■ **WHAT THIS TASK INVOLVES**:
Please decide whether each statement agrees with the passage on language models and evolving neural networks below, answering yes or no and quoting the deciding words of the passage. (a) In the Super Mario Brothers bots, controller actions serve as the input. (b) The code to navigate the model and generate content is not very difficult to develop or run. (c) Using "evolution" to teach neural networks requires training data.

■ **DOCUMENT SEGMENT**:
--
“We don’t need no education” — The Wall
In The Word we see that the words in a language models can be visualized as constellations with precise mathematical relations between each other. And each constellation can also be thought of as a “thinking” entity which takes in other “context” words and redirects to the next word. (Adding itself to the context)
The code to navigate the model and generate content is pretty straightforward, and is not very difficult to develop or run, but the model itself is nothing short of amazing! It is something that a thousand programmers could not have programmed in a thousand years. We haven’t even begun to scratch the surface of understanding what is contained in it. So how did we manage to make these language models?
If you have a clear idea of the result you want, but have no training data, you can use “evolution” to teach neural networks. This is the method used for creating bots to beat Super Mario Brothers. The screen is the input, and controller actions are the output. The “hidden” layer is treated as DNA. The DNA is mutated, bred together, and divided into species. Over many generations, only the fittest DNA is kept, and the rest go extinct. The same principle can be used for evolving computer programs. I plan on using my BrainF*ck interpreter to create a laboratory to play around with this concept in PRISM, and I will write about it in depth.
--
■ **DATA SECTION**:
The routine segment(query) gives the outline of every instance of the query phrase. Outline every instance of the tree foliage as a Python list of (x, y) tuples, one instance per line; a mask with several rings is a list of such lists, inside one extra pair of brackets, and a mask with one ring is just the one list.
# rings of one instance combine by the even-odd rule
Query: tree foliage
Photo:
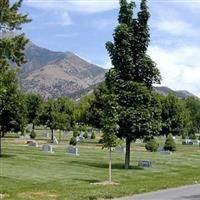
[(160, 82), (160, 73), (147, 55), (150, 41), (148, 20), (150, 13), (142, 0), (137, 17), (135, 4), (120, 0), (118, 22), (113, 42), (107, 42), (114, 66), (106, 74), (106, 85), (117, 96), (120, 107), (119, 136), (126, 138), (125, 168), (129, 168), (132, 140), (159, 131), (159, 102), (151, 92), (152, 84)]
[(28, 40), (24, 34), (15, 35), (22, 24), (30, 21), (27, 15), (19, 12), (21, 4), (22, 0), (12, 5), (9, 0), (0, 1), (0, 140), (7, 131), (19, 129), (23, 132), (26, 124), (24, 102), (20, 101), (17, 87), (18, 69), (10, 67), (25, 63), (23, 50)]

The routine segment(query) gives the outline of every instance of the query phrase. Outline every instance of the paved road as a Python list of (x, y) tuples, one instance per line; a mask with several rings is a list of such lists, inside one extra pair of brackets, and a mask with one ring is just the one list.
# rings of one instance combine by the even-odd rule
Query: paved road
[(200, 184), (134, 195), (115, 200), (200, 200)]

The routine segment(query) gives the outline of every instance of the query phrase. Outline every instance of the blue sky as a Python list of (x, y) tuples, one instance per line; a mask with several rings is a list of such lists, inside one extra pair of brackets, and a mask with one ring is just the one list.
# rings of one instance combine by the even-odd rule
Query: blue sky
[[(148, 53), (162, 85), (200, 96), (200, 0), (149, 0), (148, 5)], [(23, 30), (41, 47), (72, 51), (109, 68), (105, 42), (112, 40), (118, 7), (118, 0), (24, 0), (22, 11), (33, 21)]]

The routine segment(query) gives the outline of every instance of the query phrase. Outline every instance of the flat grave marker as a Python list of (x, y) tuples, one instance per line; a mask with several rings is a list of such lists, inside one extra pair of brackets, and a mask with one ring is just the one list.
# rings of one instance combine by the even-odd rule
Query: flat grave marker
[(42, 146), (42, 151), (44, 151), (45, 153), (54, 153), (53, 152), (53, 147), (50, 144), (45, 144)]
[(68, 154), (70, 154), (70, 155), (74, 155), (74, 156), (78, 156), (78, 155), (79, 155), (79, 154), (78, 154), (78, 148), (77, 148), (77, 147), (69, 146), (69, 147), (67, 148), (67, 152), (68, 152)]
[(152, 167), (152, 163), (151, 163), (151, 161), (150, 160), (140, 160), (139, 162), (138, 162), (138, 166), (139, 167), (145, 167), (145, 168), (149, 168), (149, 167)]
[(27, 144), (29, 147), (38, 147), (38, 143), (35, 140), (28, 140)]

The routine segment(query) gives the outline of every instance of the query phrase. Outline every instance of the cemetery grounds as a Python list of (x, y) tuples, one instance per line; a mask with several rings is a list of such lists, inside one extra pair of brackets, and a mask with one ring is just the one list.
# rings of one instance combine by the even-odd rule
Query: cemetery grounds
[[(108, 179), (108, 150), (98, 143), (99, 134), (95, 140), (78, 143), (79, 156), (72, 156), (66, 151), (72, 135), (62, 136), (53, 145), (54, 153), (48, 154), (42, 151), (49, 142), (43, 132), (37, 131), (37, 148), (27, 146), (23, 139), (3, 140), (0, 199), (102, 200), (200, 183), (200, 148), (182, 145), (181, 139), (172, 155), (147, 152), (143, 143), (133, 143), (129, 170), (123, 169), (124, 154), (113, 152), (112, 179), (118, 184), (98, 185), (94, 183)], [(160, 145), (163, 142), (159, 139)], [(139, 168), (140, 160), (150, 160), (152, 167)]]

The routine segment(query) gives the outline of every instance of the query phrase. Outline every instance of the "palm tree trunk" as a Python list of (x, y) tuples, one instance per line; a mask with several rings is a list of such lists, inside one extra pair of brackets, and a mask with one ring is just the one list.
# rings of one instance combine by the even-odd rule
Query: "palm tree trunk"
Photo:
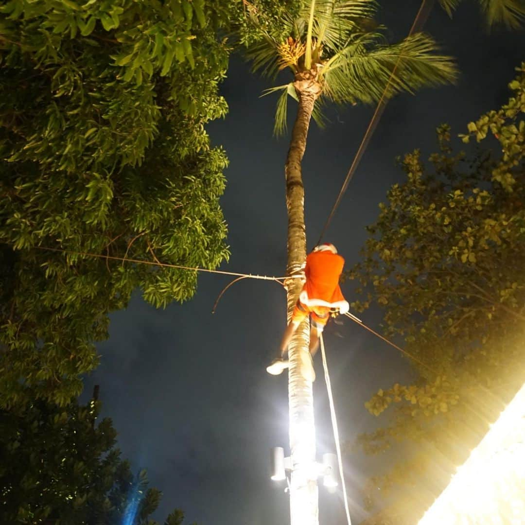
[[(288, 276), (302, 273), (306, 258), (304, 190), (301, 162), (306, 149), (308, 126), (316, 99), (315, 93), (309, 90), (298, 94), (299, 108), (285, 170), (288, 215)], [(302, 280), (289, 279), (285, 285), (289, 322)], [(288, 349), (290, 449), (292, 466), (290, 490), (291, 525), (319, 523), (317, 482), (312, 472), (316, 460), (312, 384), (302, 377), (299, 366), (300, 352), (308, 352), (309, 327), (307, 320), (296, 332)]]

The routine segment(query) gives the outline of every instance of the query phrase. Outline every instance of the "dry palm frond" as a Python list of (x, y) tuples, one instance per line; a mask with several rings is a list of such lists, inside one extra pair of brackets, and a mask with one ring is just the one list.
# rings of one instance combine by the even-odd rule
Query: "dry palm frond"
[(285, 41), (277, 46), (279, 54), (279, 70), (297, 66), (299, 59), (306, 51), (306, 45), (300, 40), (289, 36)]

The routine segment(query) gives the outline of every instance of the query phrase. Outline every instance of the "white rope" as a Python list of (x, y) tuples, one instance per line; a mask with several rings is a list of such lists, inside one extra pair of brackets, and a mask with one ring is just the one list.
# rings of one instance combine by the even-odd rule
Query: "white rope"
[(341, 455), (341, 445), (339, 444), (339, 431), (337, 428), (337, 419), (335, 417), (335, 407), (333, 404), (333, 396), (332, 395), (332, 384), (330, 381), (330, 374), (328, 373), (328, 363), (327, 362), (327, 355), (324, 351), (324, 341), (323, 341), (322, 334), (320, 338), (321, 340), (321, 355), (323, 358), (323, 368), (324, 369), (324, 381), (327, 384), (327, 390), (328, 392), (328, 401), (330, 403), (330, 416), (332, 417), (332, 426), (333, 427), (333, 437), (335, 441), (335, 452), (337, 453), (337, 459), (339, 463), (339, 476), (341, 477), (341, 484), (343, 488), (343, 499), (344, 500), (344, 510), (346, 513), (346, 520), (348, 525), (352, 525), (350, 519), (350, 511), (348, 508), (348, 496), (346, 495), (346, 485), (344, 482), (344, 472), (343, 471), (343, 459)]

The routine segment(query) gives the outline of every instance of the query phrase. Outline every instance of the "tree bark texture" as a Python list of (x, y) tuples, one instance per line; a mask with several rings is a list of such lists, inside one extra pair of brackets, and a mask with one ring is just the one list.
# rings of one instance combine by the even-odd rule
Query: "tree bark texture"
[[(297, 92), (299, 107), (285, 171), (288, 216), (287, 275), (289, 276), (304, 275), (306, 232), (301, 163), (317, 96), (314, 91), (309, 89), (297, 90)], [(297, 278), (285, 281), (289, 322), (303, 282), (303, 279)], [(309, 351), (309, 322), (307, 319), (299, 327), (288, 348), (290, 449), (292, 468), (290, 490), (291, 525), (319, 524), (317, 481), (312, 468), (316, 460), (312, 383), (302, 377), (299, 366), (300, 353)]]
--
■ **EXERCISE ANSWER**:
(a) No: "The screen is the input, and controller actions are the output."
(b) Yes: "is not very difficult to develop or run"
(c) No: "but have no training data, you can use “evolution” to teach neural networks"